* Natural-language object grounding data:
* * * * * * * * *
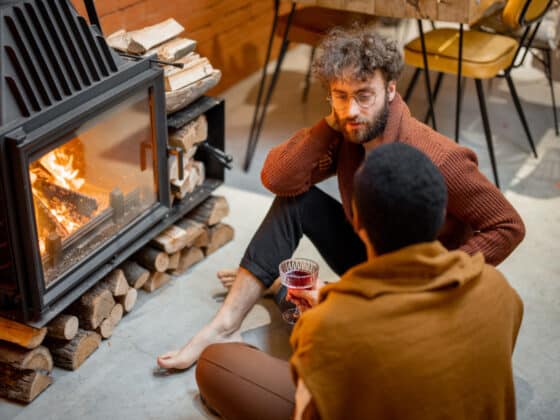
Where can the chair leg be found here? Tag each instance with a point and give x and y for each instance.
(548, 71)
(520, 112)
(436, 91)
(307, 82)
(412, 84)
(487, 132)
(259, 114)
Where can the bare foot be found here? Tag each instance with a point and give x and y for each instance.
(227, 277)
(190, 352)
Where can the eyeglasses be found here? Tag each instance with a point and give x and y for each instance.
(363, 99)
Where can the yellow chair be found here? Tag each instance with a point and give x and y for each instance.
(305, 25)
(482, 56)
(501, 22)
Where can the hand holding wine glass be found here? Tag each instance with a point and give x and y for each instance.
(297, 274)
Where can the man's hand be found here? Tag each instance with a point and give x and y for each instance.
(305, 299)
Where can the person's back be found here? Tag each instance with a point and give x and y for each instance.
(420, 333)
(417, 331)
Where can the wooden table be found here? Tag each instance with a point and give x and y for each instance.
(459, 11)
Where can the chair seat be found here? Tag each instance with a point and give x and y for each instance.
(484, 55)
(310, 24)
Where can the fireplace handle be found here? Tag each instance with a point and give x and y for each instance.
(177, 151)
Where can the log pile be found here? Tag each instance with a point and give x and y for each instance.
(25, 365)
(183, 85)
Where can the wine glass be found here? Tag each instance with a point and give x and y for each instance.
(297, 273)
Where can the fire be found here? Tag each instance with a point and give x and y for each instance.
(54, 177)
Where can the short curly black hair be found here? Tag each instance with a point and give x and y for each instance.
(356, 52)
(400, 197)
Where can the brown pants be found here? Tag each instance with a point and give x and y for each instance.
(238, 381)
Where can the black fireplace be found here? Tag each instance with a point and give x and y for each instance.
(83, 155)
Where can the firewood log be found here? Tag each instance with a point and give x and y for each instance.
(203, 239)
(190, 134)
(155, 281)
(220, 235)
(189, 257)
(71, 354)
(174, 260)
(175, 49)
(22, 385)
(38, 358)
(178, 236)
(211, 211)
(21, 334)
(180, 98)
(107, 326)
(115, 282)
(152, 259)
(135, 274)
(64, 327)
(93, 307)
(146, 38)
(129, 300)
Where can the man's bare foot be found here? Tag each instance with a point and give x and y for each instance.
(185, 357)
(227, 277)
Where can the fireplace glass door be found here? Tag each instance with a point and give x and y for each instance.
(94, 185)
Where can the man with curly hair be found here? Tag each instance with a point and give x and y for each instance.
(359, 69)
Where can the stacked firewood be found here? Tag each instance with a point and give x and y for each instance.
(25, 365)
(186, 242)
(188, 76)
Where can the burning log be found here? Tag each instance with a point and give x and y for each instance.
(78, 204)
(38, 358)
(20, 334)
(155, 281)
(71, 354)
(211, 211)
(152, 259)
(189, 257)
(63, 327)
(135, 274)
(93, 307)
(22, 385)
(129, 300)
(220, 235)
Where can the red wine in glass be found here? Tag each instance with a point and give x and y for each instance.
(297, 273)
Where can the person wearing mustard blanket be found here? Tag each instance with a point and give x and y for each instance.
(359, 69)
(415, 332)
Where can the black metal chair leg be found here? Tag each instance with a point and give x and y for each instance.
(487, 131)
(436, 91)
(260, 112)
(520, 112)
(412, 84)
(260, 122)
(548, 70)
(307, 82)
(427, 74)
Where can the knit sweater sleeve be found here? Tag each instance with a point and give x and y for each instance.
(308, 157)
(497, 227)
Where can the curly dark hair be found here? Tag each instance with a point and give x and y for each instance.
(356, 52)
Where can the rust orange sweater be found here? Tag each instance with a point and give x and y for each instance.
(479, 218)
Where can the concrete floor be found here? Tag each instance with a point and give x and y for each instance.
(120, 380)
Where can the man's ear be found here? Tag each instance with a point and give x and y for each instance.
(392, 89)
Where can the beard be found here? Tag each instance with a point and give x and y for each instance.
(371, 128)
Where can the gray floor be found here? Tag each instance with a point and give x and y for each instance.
* * * * * * * * *
* DIRECTIONS: Would you retype every line shown above exactly, leaving the pictures aside?

* EXERCISE OUTPUT:
Where can the chair leg be found here? Tag each instance with a point and give x and y for each instance.
(548, 71)
(520, 112)
(436, 91)
(307, 82)
(412, 84)
(487, 132)
(259, 114)
Where can the bare foot be found here? Tag each instance with a point and give x and y for each instance.
(227, 277)
(190, 352)
Where can the eyeglasses be found here? Tag each instance with a point and give x and y for each instance.
(363, 99)
Where can the yellow chair be found here? Tag each instance with a point and give x and y for each instance.
(305, 25)
(482, 56)
(501, 22)
Where can the hand holding wine glass be found here? Tag each instance with a point and give x and y for each instance.
(297, 274)
Where can the man's hand be found here? Tag each instance with a point and give x and y for each instance.
(305, 299)
Where can the person's back be found here? Tag each instance with a point and give x and y for each instance.
(420, 333)
(417, 331)
Where can the wooden table be found here? Tag each instance with a point and give x and y for each instance.
(459, 11)
Where can the chair seat be found here? Tag each instance with a point and give x and y for each instance.
(484, 55)
(310, 24)
Where can the fireplace handle be found here? Tag each instance with a point and give x and y for each instance.
(177, 151)
Where can the log pile be found here? Tag each instance with a point and give x and y for each instance.
(25, 365)
(183, 85)
Where can the wine glass be found here? Tag each instance with a point and give x and y for each instance.
(297, 273)
Where can the fire be found here? Tag each instance with a point and give x and y for each instance.
(54, 177)
Where can the short curly black hair be found here? Tag each instance with a point and give x and y for each instance.
(356, 52)
(400, 197)
Where can the brown pants be found here? Tag each instance with a point and give x and y for each instance.
(238, 381)
Where can the black fireplace be found here? Tag each instance with a point and give x and y for each instance.
(83, 155)
Where can the firewood log be found here? Tag each instance with a point and give x and y for each instance.
(203, 239)
(190, 134)
(155, 281)
(220, 235)
(189, 257)
(71, 354)
(174, 260)
(175, 49)
(22, 385)
(38, 358)
(178, 236)
(211, 211)
(21, 334)
(180, 98)
(107, 326)
(115, 282)
(152, 259)
(135, 274)
(64, 327)
(93, 307)
(146, 38)
(129, 300)
Where can the man's bare foot be found here? Tag each instance with a point and give x and y for each instance.
(185, 357)
(227, 277)
Where can the fireplace glass door be found here? Tag each instance with a point and give x and y for each instance.
(94, 185)
Where can the man with curly hair be found here? Tag each instance with a point and give x and y for each instance.
(359, 69)
Where can the stacked firewood be found here? Tag each instance with a point and give x and y for each instance.
(25, 365)
(186, 242)
(188, 76)
Where can the burning log be found here? Tag each instance with a point and give x and y for each instance.
(78, 204)
(38, 358)
(20, 334)
(155, 281)
(71, 354)
(211, 211)
(152, 259)
(189, 257)
(63, 327)
(135, 274)
(93, 307)
(22, 385)
(129, 300)
(220, 235)
Where can the red wine in glass be found here? Tag each instance with a point and give x and y for each instance.
(297, 273)
Where can the person wearing mustard blanket be found here? Tag each instance with a point and give x and y for each instance.
(359, 69)
(415, 332)
Where can the black metal chair leg be found here? Tag each instance with a point and give x and y for each instance.
(487, 131)
(436, 91)
(260, 112)
(520, 112)
(412, 84)
(260, 122)
(548, 70)
(307, 82)
(427, 74)
Where can the knit sweater sleeve be found here? Tag each instance with a point and give x and y for each instance.
(308, 157)
(497, 227)
Where can the curly dark hair be found here? Tag each instance with a point and give x and y for each instance.
(356, 52)
Where can the rust orange sweater be found here? Tag each instance with a point and give x and y for each instance.
(479, 218)
Where can the concrete floor be found here? Tag each instance with a point and give x and y for each instance.
(120, 380)
Where can the man's ear be found here? Tag each instance with a point and give x and y for each instance.
(392, 89)
Where can the beard be found here? Tag each instance with a point and give x and y for each instance.
(371, 128)
Where can the gray floor be found here? Tag each instance with a point and give x and y for each instance.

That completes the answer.